#### Goal 1
From the records further down, return verbatim the stretch from the line containing "green grass is captured. Provide corrected boxes." through the end of the records.

#### Document segment
Elisa Uusimäki worked as Core Fellow at the Helsinki Collegium for Advanced Studies from September 2018 to December 2019, before receiving a permanent position at Aarhus University, Denmark. Currently she works as Associate Professor of Hebrew Biblical Studies at the Department of Theology, School of Culture and Society, at Aarhus University. She completed a PhD degree in theology at the University of Helsinki in 2013, after which she conducted postdoctoral research in Helsinki, Jerusalem, Groningen, as well as at Yale University and New York University in the United States.
The Nils Klim Prize Committee writes the following about Uusimäki's work:
"Uusimäki is an exceptionally accomplished and productive scholar of the literary and cultural history of Judaism in antiquity. In her wide-ranging research, she moves confidently between the Dead Sea Scrolls, early Jewish writings, and Hellenistic philosophy, combining the insights emerging from these varied sources in a highly original fashion.
Uusimäki has already published close to forty peer-reviewed articles, co-edited three books, and written two monographs: Turning Proverbs towards Torah: An Analysis of 4Q525 (2016) and Lived Wisdom in Jewish Antiquity: Studies in Exercise and Exemplarity (2021). She has received several awards and grants, including a recent European Research Council’s Starting Grant for the project “An Intersectional Analysis of Ancient Jewish Travel Narratives”.

#### Goal 2
Retype the stretch of the Uusimäki profile from "The Nils Klim" through "highly original fashion." word for word.

#### Exercise input
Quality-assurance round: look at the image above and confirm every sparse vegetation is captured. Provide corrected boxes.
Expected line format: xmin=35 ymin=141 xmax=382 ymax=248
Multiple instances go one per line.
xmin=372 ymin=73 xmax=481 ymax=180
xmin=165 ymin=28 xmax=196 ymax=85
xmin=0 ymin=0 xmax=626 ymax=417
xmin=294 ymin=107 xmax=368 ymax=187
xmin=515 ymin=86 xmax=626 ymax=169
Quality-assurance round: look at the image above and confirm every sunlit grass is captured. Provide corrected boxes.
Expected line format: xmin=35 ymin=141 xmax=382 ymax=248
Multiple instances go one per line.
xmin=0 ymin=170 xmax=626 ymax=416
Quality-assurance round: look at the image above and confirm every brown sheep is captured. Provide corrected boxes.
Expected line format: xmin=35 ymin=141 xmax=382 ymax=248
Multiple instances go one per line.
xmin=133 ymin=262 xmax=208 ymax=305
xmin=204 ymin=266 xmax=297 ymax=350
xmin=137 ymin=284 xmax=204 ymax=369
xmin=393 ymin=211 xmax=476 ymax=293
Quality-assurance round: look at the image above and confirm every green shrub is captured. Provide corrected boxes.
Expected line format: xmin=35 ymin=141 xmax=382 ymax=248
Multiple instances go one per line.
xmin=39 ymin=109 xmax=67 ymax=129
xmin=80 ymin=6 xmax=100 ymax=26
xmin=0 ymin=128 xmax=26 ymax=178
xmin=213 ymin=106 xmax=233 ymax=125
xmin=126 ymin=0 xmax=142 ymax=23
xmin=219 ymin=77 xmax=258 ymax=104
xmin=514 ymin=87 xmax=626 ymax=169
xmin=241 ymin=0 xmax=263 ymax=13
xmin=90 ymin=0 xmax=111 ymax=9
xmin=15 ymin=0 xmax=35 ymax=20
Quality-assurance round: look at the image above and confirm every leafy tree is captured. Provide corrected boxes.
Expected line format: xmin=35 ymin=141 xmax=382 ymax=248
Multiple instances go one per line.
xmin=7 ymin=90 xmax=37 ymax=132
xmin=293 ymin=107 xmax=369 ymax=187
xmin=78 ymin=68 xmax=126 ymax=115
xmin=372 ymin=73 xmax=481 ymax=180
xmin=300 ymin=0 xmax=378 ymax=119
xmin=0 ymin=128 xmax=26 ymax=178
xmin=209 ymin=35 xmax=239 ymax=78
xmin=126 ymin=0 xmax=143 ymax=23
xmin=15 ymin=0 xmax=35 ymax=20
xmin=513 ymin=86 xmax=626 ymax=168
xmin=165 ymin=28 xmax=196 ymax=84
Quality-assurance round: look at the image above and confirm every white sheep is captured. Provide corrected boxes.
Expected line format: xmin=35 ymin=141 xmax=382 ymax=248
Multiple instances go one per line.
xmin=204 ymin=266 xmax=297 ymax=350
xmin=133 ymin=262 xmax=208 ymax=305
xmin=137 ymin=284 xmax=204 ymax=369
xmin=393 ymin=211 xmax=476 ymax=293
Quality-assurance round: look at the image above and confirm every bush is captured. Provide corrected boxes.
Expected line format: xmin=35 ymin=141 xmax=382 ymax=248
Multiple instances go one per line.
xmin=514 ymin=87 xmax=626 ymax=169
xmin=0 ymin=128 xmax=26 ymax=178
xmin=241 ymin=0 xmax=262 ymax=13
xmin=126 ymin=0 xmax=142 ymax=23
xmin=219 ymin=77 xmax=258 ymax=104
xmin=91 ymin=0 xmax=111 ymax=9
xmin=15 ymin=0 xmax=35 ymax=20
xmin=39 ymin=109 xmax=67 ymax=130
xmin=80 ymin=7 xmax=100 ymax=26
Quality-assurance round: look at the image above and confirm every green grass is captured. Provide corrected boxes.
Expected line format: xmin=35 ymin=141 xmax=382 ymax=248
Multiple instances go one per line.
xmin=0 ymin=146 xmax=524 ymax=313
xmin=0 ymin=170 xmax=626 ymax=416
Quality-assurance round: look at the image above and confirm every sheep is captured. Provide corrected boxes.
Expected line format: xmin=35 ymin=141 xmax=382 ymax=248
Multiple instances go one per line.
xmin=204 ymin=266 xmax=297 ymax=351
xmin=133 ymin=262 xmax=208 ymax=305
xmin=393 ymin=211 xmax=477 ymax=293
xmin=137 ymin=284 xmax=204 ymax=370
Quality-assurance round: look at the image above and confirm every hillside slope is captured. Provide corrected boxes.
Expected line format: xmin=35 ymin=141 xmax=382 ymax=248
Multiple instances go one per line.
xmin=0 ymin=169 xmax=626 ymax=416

#### Exercise response 1
Quality-assurance round: look at the image above and confirm every green grass is captured. Provide corrected boxes.
Expected line format: xmin=35 ymin=141 xmax=382 ymax=248
Multiple instances go one per line.
xmin=0 ymin=146 xmax=524 ymax=313
xmin=0 ymin=170 xmax=626 ymax=416
Quality-assurance round: look at the image above and confirm every sheep is captured. Provide corrected boxes.
Expected line format: xmin=35 ymin=141 xmax=382 ymax=248
Multiple instances go one per line.
xmin=204 ymin=266 xmax=297 ymax=351
xmin=133 ymin=262 xmax=208 ymax=305
xmin=393 ymin=211 xmax=477 ymax=293
xmin=137 ymin=284 xmax=204 ymax=370
Quality-assurance round: look at the image above and confirm every hillside slope is captured. Provide corrected boxes.
Expected line format: xmin=35 ymin=141 xmax=382 ymax=248
Multiple instances go one per line.
xmin=0 ymin=169 xmax=626 ymax=416

#### Exercise response 2
The Nils Klim Prize Committee writes the following about Uusimäki's work:
"Uusimäki is an exceptionally accomplished and productive scholar of the literary and cultural history of Judaism in antiquity. In her wide-ranging research, she moves confidently between the Dead Sea Scrolls, early Jewish writings, and Hellenistic philosophy, combining the insights emerging from these varied sources in a highly original fashion.